EXERCISE PROMPT: There is a line below that contains "Where can the hazy". Please reproduce it and all following lines exactly, through the final one.

[Referring expression pointing data]
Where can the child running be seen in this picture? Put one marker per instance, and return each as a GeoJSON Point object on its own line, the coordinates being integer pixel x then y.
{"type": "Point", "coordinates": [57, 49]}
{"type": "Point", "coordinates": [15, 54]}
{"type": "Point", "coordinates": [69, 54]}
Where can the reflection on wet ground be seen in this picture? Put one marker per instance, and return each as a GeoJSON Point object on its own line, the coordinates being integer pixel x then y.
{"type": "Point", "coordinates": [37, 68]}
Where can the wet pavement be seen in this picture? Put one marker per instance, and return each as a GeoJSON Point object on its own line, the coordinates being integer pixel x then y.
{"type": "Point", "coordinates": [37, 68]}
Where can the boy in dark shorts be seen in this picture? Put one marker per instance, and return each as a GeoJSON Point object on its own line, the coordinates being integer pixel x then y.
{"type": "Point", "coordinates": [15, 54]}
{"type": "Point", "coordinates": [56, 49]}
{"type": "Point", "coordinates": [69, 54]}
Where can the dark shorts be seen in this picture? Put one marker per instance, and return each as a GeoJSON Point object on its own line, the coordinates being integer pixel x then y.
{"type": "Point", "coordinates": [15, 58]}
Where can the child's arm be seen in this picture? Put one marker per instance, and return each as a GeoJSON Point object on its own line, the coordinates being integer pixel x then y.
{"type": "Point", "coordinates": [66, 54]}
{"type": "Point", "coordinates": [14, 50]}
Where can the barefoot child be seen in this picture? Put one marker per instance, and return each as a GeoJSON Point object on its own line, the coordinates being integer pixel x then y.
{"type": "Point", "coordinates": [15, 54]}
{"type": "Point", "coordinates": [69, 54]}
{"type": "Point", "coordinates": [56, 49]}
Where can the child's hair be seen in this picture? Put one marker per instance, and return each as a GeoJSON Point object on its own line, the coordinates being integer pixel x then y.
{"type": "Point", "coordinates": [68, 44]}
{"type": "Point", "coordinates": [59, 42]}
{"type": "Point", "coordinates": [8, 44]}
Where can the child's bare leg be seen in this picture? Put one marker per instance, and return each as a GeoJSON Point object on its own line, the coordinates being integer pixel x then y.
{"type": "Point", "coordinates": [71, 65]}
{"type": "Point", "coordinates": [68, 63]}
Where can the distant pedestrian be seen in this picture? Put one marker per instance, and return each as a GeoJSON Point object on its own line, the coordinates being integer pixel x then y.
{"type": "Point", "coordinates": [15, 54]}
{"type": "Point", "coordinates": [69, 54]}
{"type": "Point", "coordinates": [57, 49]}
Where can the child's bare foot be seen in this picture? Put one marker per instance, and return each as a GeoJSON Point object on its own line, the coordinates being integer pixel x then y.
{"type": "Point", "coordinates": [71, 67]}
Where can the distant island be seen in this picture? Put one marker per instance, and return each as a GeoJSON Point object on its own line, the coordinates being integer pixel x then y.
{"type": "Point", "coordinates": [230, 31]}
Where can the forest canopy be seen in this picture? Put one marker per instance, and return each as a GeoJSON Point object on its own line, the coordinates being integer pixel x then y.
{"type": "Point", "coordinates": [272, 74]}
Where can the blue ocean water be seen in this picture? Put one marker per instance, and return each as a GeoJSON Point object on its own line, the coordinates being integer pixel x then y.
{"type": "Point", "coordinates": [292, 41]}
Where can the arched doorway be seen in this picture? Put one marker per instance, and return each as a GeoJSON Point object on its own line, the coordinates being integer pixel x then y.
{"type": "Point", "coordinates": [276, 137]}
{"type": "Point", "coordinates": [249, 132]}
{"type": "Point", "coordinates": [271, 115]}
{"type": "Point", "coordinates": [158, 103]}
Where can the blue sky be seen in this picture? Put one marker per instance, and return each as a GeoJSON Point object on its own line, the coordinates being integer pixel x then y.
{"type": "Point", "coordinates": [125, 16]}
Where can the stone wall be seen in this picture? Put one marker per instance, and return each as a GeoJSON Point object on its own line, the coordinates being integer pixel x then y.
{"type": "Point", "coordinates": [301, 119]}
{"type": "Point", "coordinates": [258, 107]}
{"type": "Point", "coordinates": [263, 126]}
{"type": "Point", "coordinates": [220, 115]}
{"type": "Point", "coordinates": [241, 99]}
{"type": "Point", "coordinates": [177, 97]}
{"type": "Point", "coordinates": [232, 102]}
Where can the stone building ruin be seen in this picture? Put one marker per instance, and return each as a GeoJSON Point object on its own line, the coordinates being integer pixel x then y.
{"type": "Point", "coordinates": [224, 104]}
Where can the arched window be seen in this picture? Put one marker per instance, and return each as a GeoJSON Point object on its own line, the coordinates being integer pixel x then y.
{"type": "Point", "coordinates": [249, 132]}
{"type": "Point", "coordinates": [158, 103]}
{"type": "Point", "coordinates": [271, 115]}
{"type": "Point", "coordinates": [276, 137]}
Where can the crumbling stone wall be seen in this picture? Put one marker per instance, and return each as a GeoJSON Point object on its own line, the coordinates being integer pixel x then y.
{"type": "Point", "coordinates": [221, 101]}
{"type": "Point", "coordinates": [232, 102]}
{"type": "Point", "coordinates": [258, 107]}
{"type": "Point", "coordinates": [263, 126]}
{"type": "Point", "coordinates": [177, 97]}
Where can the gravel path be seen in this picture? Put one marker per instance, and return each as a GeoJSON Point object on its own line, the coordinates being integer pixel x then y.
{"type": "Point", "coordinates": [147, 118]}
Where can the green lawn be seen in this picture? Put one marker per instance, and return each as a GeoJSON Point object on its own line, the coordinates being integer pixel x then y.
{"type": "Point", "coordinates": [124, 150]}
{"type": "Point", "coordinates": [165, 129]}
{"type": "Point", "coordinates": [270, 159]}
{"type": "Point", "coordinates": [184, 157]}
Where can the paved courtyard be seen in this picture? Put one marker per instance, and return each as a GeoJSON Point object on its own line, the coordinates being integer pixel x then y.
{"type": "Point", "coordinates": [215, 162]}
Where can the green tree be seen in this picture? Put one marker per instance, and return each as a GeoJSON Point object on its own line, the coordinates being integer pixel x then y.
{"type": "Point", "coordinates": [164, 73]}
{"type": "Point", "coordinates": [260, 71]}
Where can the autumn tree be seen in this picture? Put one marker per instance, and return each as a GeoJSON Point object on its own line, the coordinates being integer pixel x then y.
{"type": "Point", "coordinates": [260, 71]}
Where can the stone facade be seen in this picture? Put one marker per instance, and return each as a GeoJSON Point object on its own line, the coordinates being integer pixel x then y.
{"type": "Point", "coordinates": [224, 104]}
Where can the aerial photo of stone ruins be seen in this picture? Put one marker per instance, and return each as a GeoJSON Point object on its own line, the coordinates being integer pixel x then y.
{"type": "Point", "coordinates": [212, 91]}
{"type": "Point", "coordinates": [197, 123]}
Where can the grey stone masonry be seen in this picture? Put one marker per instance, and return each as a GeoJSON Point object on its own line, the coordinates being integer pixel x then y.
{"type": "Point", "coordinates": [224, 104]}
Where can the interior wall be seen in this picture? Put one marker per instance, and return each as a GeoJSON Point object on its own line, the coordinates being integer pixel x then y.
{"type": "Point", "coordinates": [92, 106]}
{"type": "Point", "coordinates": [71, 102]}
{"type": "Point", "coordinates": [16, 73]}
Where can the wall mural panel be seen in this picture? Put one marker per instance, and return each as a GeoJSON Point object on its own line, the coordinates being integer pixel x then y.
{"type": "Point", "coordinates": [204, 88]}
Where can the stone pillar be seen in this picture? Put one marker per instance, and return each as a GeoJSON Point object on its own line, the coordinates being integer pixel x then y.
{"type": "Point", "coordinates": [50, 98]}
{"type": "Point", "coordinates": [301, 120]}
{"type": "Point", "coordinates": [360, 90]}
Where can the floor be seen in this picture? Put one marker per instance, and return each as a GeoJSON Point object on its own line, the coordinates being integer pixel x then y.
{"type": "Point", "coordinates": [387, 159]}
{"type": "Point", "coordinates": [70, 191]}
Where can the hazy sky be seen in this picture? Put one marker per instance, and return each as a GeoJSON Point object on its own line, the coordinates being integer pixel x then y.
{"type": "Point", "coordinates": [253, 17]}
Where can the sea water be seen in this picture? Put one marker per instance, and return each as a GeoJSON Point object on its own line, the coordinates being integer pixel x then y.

EXERCISE OUTPUT:
Where can the hazy sky be seen in this picture? Put one marker per instance, and return each as a GeoJSON Point object on its own line, the coordinates being integer pixel x then y.
{"type": "Point", "coordinates": [253, 17]}
Where can the sea water be seen in this picture? Put one marker per instance, and return each as a GeoJSON Point object on its own line, the coordinates being integer pixel x then y.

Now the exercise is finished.